▸ **Set task**: Below is a block of data; give all of it again word for word.
--
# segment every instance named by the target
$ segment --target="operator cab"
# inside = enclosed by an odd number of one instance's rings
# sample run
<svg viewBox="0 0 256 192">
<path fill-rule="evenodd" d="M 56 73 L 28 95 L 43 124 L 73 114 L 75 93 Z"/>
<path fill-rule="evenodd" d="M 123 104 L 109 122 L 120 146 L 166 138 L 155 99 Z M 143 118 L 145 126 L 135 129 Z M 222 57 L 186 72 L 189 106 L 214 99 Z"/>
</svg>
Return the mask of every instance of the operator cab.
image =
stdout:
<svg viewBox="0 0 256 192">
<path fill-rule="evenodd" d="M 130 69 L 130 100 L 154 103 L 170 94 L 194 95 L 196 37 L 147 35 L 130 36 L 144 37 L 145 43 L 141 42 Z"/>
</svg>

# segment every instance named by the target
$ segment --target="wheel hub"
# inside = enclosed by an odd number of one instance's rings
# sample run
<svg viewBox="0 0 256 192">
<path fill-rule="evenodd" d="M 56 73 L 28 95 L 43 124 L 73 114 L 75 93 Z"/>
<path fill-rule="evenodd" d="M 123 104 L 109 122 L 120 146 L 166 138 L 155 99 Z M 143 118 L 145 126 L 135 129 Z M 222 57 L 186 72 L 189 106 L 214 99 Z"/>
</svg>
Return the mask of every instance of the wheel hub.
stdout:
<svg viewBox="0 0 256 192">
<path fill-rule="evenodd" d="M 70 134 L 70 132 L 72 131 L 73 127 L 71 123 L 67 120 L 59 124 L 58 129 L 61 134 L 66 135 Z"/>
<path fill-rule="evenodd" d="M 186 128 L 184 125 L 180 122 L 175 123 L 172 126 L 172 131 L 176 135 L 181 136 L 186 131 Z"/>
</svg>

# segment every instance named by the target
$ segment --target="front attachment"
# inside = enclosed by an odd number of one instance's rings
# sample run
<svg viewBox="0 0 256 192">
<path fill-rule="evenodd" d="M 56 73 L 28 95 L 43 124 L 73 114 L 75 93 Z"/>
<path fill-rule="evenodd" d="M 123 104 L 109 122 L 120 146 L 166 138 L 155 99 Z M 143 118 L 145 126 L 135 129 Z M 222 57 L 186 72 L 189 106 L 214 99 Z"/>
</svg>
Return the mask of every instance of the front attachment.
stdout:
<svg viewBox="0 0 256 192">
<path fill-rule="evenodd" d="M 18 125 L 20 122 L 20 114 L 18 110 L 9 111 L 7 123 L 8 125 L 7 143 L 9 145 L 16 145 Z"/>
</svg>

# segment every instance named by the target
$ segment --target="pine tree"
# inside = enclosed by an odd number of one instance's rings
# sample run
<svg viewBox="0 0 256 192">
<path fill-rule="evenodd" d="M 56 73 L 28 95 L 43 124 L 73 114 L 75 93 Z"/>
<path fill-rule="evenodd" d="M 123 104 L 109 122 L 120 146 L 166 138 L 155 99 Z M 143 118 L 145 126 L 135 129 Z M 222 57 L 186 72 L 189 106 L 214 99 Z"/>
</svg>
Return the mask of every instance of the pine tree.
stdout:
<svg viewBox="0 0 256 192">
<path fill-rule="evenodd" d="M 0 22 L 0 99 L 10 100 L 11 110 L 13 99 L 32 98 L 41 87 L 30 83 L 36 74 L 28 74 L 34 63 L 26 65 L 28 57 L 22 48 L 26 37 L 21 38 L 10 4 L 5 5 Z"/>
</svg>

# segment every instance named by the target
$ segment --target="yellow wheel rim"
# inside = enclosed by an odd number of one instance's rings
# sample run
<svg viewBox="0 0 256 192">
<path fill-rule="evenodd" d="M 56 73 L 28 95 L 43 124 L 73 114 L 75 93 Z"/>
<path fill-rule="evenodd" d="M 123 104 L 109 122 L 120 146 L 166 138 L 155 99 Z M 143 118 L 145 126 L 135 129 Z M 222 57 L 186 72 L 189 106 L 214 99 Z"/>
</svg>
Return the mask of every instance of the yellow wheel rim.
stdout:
--
▸ **Output of the task**:
# segment every instance named by the target
$ segment --target="operator cab"
# inside = enclosed by an odd number of one instance's rings
# sample run
<svg viewBox="0 0 256 192">
<path fill-rule="evenodd" d="M 56 73 L 28 95 L 43 124 L 73 114 L 75 93 Z"/>
<path fill-rule="evenodd" d="M 123 104 L 109 122 L 120 146 L 166 138 L 155 99 Z M 143 118 L 145 126 L 135 129 Z M 222 57 L 186 72 L 189 106 L 214 99 Z"/>
</svg>
Return the mask of every instance of the operator cab.
image =
stdout:
<svg viewBox="0 0 256 192">
<path fill-rule="evenodd" d="M 130 69 L 130 100 L 154 103 L 170 94 L 194 95 L 196 37 L 147 35 L 130 36 L 144 37 L 145 43 L 141 42 Z"/>
</svg>

# segment every instance named by the target
$ segment --target="wheel hub"
# inside = enclosed by an odd number of one instance's rings
# sample run
<svg viewBox="0 0 256 192">
<path fill-rule="evenodd" d="M 56 73 L 28 95 L 43 124 L 73 114 L 75 93 Z"/>
<path fill-rule="evenodd" d="M 123 104 L 109 122 L 120 146 L 166 138 L 155 99 Z M 143 118 L 145 126 L 135 129 Z M 222 57 L 186 72 L 189 106 L 214 99 Z"/>
</svg>
Return the mask of every instance of the wheel hub.
stdout:
<svg viewBox="0 0 256 192">
<path fill-rule="evenodd" d="M 70 134 L 70 132 L 72 131 L 73 127 L 71 123 L 67 120 L 59 124 L 58 129 L 61 134 L 66 135 Z"/>
<path fill-rule="evenodd" d="M 186 128 L 184 125 L 180 122 L 175 123 L 172 126 L 172 131 L 176 135 L 181 136 L 186 131 Z"/>
</svg>

# segment every instance named by the target
$ segment --target="front attachment"
# inside = enclosed by an odd number of one instance's rings
# sample run
<svg viewBox="0 0 256 192">
<path fill-rule="evenodd" d="M 56 73 L 28 95 L 43 124 L 73 114 L 75 93 Z"/>
<path fill-rule="evenodd" d="M 123 104 L 109 122 L 120 146 L 166 138 L 155 99 Z M 143 118 L 145 126 L 135 129 Z M 222 57 L 186 72 L 189 106 L 214 99 Z"/>
</svg>
Return the mask of every instance of the front attachment.
stdout:
<svg viewBox="0 0 256 192">
<path fill-rule="evenodd" d="M 18 125 L 20 122 L 20 114 L 18 110 L 9 111 L 7 123 L 8 125 L 7 143 L 9 145 L 16 145 Z"/>
</svg>

# segment every instance named by the target
$ segment --target="pine tree"
# inside = enclosed by an odd number of one instance's rings
# sample run
<svg viewBox="0 0 256 192">
<path fill-rule="evenodd" d="M 56 73 L 28 95 L 43 124 L 73 114 L 75 93 Z"/>
<path fill-rule="evenodd" d="M 123 104 L 109 122 L 120 146 L 166 138 L 155 99 Z M 143 118 L 145 126 L 135 129 Z M 222 57 L 186 72 L 189 106 L 214 99 Z"/>
</svg>
Return the mask of every instance of the pine tree.
stdout:
<svg viewBox="0 0 256 192">
<path fill-rule="evenodd" d="M 0 22 L 0 99 L 10 100 L 11 110 L 13 99 L 32 98 L 41 87 L 30 83 L 36 74 L 28 74 L 34 63 L 26 65 L 28 57 L 22 48 L 26 37 L 21 38 L 10 4 L 5 5 Z"/>
</svg>

# segment every instance named by the target
$ segment --target="yellow wheel rim"
# inside = enclosed by an odd number of one instance's rings
# sample run
<svg viewBox="0 0 256 192">
<path fill-rule="evenodd" d="M 56 73 L 28 95 L 43 124 L 73 114 L 75 93 Z"/>
<path fill-rule="evenodd" d="M 123 104 L 109 122 L 120 146 L 166 138 L 155 99 Z M 143 118 L 145 126 L 135 129 Z M 222 57 L 186 72 L 189 106 L 214 99 Z"/>
</svg>
Return the mask of every instance of the yellow wheel rim.
stdout:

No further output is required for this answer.